**INSTRUCTIONS FOR THE TASK**. Please output exactly the run of lines that starts at the line with "of the mottled" and ends at the last line of the records below.

**MATERIAL SHOWN**.
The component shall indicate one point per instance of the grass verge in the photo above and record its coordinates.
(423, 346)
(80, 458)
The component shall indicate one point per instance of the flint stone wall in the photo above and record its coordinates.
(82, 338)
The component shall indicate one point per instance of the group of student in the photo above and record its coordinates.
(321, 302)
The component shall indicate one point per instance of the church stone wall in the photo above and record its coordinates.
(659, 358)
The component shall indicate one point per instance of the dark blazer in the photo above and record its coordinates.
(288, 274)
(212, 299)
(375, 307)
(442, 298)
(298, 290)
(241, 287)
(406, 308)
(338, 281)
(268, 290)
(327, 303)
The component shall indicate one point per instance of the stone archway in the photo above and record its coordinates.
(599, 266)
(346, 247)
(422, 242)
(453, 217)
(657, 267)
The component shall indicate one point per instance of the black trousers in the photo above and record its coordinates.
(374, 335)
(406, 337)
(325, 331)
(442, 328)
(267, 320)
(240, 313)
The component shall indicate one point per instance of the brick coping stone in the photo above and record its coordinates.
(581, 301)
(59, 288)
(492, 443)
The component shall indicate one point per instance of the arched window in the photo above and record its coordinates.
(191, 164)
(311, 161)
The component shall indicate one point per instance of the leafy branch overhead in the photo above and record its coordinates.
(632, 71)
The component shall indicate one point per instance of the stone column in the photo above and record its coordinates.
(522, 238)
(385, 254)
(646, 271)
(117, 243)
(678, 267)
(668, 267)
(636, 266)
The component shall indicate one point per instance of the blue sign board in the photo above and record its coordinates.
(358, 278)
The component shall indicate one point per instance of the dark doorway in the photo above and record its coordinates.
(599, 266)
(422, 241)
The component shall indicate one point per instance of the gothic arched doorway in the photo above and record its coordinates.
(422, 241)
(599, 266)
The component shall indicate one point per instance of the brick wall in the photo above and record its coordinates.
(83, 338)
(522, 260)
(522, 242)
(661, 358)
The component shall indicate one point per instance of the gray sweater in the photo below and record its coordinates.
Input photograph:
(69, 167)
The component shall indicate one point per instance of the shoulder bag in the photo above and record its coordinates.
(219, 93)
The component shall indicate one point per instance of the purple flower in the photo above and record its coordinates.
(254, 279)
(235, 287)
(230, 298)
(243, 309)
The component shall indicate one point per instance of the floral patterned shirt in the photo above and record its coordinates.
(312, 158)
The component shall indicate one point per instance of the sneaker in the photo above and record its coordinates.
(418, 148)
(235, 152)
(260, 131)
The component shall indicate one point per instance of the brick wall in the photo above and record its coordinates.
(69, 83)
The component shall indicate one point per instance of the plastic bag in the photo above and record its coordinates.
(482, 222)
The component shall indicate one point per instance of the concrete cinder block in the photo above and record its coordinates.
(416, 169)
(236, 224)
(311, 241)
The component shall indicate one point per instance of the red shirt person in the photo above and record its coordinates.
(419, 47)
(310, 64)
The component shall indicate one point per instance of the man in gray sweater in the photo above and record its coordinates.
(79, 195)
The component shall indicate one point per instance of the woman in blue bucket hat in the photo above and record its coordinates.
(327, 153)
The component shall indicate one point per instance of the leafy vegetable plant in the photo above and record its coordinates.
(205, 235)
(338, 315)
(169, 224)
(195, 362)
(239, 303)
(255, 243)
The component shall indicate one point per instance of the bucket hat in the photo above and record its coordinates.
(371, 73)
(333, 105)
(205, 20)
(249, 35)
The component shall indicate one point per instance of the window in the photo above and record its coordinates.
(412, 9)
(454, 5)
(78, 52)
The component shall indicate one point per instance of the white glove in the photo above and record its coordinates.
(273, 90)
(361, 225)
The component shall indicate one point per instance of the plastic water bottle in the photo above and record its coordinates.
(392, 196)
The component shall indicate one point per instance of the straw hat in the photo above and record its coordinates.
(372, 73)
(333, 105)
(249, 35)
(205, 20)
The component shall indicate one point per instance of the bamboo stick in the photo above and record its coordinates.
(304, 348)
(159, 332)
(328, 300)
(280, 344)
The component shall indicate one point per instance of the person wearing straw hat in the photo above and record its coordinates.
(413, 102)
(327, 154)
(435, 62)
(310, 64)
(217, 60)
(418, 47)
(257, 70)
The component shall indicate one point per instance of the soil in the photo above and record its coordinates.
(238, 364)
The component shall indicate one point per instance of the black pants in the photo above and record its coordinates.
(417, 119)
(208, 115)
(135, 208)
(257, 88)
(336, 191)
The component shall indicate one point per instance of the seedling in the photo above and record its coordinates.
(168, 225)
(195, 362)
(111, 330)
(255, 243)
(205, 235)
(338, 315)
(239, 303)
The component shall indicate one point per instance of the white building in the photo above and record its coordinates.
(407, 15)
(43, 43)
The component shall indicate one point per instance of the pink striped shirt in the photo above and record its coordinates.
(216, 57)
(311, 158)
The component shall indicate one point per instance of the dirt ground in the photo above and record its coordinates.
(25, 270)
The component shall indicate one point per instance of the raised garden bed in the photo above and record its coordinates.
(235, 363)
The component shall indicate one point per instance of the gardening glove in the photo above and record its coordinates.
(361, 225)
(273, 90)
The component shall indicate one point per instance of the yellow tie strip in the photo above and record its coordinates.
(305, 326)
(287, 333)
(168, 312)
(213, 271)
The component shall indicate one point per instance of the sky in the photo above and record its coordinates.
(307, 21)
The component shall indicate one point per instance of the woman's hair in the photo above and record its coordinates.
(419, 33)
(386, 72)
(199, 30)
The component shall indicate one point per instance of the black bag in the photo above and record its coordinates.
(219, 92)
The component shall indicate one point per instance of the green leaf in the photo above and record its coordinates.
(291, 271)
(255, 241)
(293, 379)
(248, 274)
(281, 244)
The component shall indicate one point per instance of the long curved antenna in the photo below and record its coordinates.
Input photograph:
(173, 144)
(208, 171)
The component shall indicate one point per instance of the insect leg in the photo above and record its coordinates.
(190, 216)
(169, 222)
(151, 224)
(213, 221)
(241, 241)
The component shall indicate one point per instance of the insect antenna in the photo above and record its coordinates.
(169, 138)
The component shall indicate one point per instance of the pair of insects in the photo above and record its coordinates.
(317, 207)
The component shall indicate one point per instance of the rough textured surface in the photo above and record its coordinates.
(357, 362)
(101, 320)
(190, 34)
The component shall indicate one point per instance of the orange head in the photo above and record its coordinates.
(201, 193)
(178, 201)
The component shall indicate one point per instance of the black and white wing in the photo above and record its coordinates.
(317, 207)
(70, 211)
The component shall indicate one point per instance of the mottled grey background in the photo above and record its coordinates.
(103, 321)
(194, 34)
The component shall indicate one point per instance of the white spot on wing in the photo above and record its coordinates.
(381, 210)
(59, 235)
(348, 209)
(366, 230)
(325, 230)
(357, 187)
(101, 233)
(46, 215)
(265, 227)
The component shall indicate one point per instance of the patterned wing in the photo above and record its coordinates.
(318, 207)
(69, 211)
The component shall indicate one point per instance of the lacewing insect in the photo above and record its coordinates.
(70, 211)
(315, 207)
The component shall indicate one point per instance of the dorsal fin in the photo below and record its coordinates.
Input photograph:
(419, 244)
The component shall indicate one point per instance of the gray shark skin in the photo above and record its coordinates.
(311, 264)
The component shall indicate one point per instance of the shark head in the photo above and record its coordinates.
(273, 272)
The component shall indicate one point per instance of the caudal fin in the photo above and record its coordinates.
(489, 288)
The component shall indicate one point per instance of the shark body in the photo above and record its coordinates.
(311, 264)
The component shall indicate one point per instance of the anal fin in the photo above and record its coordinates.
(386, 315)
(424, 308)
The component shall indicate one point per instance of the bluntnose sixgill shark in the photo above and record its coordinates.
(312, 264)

**TASK OUTPUT**.
The component shall indicate one point per instance of the mottled grey background in the photo above and record its coordinates.
(103, 321)
(194, 34)
The component shall indicate one point per instance of the white spot on wing in the photo above and record its coordinates.
(381, 210)
(59, 235)
(348, 209)
(366, 230)
(325, 230)
(357, 187)
(101, 233)
(46, 215)
(265, 227)
The component shall indicate one point per instance of the patterned wing in the photo above and record its coordinates.
(318, 207)
(69, 211)
The component shall indicate one point per instance of the lacewing insect in the photo above and record its coordinates.
(70, 211)
(315, 207)
The component shall indicate one point per instance of the dorsal fin in the photo below and record its coordinates.
Input photograph:
(419, 244)
The component shall indicate one point per instance of the gray shark skin in the photo above and record its coordinates.
(311, 264)
The component shall indicate one point per instance of the shark head in the photo above and record its coordinates.
(273, 272)
The component shall indicate one point per instance of the caudal fin in the photo above and record its coordinates.
(489, 288)
The component shall indicate one point per instance of the shark body in the photo above and record its coordinates.
(311, 264)
The component shall indicate one point per instance of the anal fin in the photo above and record its coordinates.
(386, 315)
(424, 308)
The component shall indicate one point per instance of the bluntnose sixgill shark in the photo above and record its coordinates.
(312, 264)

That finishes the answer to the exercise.